::: Material shown

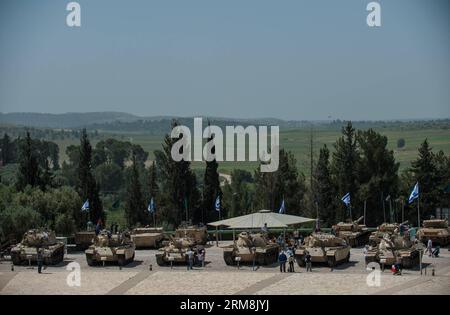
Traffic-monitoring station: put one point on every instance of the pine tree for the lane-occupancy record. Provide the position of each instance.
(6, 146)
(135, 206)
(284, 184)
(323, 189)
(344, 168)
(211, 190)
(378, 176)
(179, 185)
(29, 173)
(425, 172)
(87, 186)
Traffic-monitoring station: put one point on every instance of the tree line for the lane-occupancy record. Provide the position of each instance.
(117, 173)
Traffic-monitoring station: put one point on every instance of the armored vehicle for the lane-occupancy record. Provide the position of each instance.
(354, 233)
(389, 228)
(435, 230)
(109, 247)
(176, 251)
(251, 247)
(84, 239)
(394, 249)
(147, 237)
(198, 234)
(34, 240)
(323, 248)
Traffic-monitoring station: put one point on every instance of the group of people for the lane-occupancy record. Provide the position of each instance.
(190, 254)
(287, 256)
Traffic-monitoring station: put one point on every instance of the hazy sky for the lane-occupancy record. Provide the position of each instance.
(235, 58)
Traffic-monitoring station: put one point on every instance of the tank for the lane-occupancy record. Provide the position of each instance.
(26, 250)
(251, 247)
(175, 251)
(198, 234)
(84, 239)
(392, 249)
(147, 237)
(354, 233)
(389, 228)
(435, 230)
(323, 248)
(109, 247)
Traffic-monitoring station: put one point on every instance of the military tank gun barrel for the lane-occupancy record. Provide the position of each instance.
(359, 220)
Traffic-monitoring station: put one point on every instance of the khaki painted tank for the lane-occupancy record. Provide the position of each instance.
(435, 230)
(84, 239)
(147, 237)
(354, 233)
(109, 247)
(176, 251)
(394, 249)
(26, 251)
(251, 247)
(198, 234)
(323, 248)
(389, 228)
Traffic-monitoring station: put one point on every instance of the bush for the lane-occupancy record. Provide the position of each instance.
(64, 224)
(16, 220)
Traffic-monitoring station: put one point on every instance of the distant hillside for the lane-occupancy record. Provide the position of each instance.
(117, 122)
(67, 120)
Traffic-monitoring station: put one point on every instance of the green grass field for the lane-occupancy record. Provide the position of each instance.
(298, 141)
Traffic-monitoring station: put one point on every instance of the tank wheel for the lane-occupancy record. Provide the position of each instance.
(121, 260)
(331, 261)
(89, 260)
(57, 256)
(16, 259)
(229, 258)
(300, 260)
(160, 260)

::::::
::: Material shown

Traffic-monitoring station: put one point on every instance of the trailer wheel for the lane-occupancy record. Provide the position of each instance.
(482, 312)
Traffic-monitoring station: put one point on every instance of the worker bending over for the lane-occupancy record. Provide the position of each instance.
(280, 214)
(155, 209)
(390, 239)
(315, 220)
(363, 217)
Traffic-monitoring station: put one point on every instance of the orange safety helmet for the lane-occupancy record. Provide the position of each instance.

::::::
::: Material shown

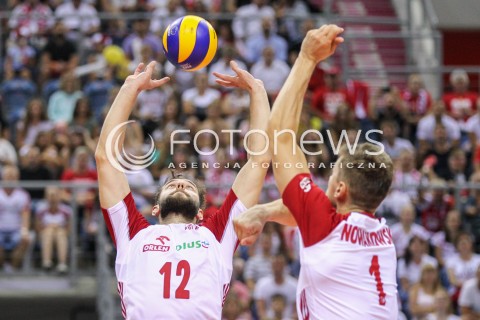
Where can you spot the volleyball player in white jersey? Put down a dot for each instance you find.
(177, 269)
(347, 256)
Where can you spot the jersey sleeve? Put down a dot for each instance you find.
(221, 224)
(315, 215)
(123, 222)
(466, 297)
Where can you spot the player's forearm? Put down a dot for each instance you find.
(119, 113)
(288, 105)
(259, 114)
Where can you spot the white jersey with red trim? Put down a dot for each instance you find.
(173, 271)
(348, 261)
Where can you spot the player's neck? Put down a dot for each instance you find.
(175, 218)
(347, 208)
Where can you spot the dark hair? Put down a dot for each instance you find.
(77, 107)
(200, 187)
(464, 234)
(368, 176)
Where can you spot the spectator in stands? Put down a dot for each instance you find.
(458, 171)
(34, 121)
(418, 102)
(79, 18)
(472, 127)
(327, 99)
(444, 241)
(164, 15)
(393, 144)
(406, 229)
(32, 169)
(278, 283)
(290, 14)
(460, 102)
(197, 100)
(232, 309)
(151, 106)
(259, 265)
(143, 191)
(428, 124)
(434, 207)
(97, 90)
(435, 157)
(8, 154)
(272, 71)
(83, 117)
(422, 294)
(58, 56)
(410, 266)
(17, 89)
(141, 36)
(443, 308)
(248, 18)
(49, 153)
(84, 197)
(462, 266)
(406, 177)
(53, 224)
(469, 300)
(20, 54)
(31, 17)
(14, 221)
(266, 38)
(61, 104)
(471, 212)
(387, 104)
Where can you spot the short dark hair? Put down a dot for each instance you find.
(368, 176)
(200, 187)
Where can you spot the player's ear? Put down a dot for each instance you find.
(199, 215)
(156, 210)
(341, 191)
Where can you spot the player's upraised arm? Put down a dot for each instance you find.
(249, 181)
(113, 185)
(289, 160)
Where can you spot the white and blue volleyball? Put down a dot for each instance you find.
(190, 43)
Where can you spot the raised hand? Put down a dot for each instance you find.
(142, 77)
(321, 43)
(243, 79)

::::::

=== Task directions ===
From the entries above, give again exactly the lines running from the line with "of the trailer" to the line with "of the orange"; include both of those lines.

=== Exercise result ===
Traffic-monitoring station: put one point on every instance of the trailer wheel for the lane-occupancy record. Provide the position of each instance.
(482, 312)
Traffic-monitoring station: put one point on every instance of the worker bending over for the lane-occupancy record. Provide the position of each instance.
(280, 214)
(155, 209)
(390, 239)
(315, 220)
(363, 217)
Traffic-monitoring station: put one point on every instance of the orange safety helmet for the lane-occupancy record. Provide the position of each instance.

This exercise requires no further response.